**Required work:**
1. In the dream essay, where in the vehicle is the narrator always positioned?
2. In the dream essay, rewrite the passage that begins at the words "I’ve had some" and stops after "the driver’s seat.", swapping "crawling" for "climbing".

**Provided text:**
I’ve had some version of the same dream for months now. I’m always in a vehicle, a car, a boat something. and I’m always way in the back and no one is in the front. We’re cruising along and life is fine. I’m not worried about anyting I’m just enjoying the ride. At some point something gets my attention and I find myself crawling over the seat from the back of a station wagon or minivan or the boat calmly making my way to the wheel or a brake pedal to gain control of this vehicle. Usually that’s when I wake up.

I’ve been trying to understand what’s this craziness means. And after weighing a million possibilities I have finally come to a conclusion. I’ve always known that those vehicles where symbol of my life. I could never figure out why I’m always hanging out in the back and why when there is some kind of supposed crisis I’m so calm making my way to the driver’s seat.

I grew up in chaos. I was always the calm one, the level-headed one. I was always the one who handled the situation and if necessary had a meltdown later. Once I was married life was structured, organized. there was almost never chaos and I never felt so out of control of my life as I did then. During that time someone else was in control and I simply was along for the ride.

**Stored data:**
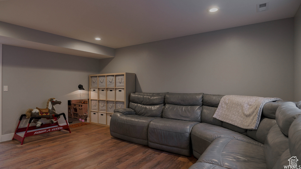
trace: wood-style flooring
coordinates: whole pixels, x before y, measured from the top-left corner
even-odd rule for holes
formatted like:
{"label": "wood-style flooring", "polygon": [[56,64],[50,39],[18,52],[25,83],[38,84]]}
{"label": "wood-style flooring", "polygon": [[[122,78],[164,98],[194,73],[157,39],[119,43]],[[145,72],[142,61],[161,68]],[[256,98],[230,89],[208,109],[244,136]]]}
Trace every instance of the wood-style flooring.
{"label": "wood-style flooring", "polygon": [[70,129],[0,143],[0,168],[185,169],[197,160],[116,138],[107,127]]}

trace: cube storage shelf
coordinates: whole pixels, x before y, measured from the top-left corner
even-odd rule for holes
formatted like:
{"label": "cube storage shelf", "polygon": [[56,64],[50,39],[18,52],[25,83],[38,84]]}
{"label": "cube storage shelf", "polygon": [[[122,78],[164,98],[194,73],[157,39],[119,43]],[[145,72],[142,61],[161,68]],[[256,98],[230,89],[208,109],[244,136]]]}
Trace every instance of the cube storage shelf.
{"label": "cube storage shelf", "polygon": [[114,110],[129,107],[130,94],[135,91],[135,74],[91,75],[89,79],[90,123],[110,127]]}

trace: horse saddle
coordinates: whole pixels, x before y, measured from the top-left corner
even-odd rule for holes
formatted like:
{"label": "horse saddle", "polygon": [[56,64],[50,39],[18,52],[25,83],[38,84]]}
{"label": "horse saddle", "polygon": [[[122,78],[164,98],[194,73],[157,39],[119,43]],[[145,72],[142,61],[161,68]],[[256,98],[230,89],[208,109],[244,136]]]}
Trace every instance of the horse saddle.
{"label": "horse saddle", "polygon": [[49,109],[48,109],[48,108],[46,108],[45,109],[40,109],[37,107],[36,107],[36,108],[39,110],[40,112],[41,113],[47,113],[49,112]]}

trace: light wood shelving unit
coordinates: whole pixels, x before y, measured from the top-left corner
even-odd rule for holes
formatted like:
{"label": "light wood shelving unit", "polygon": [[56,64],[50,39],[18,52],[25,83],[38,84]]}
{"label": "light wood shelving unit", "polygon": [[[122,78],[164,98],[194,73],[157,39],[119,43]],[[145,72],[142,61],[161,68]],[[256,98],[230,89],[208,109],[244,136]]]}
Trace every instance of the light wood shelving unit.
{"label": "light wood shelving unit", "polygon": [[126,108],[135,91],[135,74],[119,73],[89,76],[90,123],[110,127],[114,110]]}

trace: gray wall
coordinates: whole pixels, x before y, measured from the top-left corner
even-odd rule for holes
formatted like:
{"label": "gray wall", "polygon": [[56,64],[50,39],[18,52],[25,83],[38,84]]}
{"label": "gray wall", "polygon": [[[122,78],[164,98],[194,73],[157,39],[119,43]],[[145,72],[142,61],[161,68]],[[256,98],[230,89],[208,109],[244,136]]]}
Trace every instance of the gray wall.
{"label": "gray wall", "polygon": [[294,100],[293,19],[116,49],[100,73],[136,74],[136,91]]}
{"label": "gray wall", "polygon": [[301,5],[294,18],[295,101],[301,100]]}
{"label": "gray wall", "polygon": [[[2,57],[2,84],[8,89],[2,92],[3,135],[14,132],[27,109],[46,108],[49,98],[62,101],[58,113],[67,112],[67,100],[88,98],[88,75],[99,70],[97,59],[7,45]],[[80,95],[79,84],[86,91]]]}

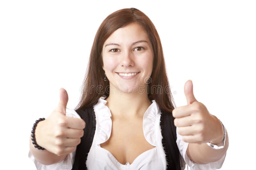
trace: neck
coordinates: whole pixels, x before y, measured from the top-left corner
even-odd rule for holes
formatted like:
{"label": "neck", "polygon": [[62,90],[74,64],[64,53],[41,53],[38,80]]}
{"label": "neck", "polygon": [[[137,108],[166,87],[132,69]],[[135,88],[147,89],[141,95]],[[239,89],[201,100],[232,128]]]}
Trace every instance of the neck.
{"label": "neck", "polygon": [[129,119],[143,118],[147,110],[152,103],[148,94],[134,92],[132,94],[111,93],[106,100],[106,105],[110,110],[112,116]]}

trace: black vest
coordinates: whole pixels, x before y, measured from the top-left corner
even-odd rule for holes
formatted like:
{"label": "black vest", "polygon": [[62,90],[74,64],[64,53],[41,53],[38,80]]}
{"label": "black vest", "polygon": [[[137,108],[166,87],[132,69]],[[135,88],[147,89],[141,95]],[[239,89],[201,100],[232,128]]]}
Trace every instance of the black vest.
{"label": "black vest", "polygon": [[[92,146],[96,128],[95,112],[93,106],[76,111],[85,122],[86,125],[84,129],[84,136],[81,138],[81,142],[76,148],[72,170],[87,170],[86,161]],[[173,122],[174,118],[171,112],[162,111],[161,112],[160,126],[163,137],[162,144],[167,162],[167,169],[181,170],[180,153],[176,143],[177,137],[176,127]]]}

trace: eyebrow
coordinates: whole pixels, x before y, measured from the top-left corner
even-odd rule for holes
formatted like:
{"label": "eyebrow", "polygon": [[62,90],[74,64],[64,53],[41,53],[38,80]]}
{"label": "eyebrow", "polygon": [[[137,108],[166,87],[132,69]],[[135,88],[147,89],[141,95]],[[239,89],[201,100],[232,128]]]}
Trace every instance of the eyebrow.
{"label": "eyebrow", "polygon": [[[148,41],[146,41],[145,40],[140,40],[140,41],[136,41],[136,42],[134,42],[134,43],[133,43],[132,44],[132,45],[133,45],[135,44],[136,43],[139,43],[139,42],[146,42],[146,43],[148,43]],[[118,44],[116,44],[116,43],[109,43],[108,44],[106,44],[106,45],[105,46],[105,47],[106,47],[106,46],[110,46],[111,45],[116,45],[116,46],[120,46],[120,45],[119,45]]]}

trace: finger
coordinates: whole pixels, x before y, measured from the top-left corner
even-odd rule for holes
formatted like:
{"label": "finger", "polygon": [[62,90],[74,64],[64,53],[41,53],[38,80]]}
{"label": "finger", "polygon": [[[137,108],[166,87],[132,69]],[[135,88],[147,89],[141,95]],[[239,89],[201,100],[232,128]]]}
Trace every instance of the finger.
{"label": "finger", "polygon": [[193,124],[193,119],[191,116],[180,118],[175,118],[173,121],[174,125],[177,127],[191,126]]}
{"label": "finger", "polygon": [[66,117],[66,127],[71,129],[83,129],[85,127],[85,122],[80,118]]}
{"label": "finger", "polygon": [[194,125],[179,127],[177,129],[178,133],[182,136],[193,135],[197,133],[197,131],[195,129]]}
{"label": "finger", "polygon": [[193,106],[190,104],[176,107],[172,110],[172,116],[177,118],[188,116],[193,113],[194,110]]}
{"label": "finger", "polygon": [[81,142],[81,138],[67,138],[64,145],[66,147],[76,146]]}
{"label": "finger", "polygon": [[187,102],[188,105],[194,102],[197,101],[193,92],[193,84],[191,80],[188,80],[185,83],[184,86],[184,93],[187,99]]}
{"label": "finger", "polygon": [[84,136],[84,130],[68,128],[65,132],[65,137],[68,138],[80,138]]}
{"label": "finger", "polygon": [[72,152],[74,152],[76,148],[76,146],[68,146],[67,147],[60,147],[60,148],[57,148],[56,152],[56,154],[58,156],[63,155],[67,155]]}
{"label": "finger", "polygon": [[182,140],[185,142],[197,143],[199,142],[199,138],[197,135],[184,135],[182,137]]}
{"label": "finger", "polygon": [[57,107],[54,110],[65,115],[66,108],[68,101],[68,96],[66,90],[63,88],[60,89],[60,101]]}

--

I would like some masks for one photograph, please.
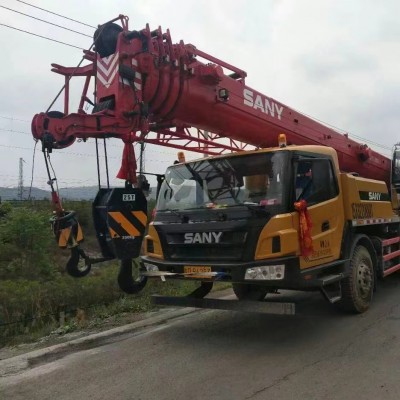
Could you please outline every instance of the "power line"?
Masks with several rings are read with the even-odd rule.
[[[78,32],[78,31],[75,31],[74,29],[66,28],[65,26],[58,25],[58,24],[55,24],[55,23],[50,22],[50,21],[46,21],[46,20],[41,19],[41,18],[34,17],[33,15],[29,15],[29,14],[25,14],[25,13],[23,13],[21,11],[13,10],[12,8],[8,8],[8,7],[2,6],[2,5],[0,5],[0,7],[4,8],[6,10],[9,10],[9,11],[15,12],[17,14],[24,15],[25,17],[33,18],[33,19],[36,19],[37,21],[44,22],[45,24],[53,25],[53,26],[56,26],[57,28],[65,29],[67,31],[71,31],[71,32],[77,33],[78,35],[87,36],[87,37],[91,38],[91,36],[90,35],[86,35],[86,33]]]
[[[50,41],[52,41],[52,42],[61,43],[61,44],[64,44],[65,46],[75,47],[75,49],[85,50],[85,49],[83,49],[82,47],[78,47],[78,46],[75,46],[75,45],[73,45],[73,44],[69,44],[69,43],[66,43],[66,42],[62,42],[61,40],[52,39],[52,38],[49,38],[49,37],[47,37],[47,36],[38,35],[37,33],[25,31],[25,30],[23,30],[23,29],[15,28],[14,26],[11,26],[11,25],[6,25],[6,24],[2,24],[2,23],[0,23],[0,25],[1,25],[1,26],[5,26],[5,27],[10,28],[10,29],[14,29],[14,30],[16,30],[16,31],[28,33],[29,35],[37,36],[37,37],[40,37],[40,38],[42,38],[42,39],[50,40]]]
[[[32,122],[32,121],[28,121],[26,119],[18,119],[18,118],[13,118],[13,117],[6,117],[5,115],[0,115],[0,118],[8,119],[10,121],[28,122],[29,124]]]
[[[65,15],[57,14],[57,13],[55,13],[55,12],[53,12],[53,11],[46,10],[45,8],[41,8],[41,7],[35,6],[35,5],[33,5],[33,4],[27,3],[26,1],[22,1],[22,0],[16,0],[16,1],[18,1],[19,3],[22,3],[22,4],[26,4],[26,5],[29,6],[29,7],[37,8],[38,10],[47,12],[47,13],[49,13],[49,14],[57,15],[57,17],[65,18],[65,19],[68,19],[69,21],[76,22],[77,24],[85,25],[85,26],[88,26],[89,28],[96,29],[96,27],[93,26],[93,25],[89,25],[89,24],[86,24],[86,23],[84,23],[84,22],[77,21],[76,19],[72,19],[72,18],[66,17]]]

**Outputs in order:**
1. Way in the back, with no one in the front.

2.
I’ve had some version of the same dream for months now. I’m always in a vehicle, a car, a boat something. and I’m always way in the back and no one is in the front. We’re cruising along and life is fine. I’m not worried about anyting I’m just enjoying the ride. At some point something gets my attention and I find myself climbing over the seat from the back of a station wagon or minivan or the boat calmly making my way to the wheel or a brake pedal to gain control of this vehicle. Usually that’s when I wake up.

I’ve been trying to understand what’s this craziness means. And after weighing a million possibilities I have finally come to a conclusion. I’ve always known that those vehicles where symbol of my life. I could never figure out why I’m always hanging out in the back and why when there is some kind of supposed crisis I’m so calm making my way to the driver’s seat.